* start EXTRACT *

Offshore Innovation: A Real ‘Riverboat’

By William Stoichevski

Central Asia is a booming oil region not far from the Persian Gulf. Energy companies ply the big lake to rack up staggering barrel counts at elephantine oilfields with names like Tengiz (Kazakhstan) or Kashagan (Azerbaijan). Painstaking, oil-fueled nation-building is underway across an oil province, where very shallow water hinders plant and equipment moves by platform supply vessels. Until now — new module-carrying vessels, or MCVs will float high-capital cargoes through Russia’s river system and across the Caspian shallows to Chevron’s Tengiz Extension project. 

 
Vard Holdings’ Romanian and Vietnamese shipyards have received orders in 2016 to build 20 MCVs: 17 for ship operator Topaz Energy & Marine and three for Kazakhstan’s Kazmorttransflot, or KMTF. The orders came quickly — in May (15), August (three) and September (two). Of the first 15, five are being built at Braila and four at Tulcea, both in Romania, and six went at Vard’s Vung Tau Vietnam shipyard. The three vessels for KMTF, also Romanian builds, will be wider, for the Caspian’s shallows. Acting as project manager, Blue Water Shipping leads the two consortia that’ll own and operate the MCVs: with KMTF and with Topaz.

* end EXTRACT *
* start GIVEN DATA *

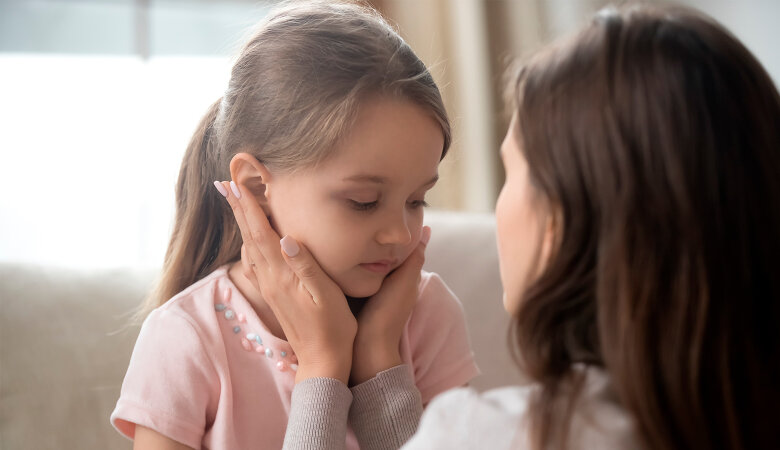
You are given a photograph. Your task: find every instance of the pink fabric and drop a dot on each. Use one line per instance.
(196, 377)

* end GIVEN DATA *

### YOUR TASKS
a) Reproduce the article on module-carrying vessels, everything from "Central Asia is" down to "Tengiz Extension project.".
b) List every company named in the article on module-carrying vessels.

### PROBLEM SOLUTIONS
a)
Central Asia is a booming oil region not far from the Persian Gulf. Energy companies ply the big lake to rack up staggering barrel counts at elephantine oilfields with names like Tengiz (Kazakhstan) or Kashagan (Azerbaijan). Painstaking, oil-fueled nation-building is underway across an oil province, where very shallow water hinders plant and equipment moves by platform supply vessels. Until now — new module-carrying vessels, or MCVs will float high-capital cargoes through Russia’s river system and across the Caspian shallows to Chevron’s Tengiz Extension project.

b)
- Chevron
- Vard Holdings
- Topaz Energy & Marine
- Kazmorttransflot (KMTF)
- Blue Water Shipping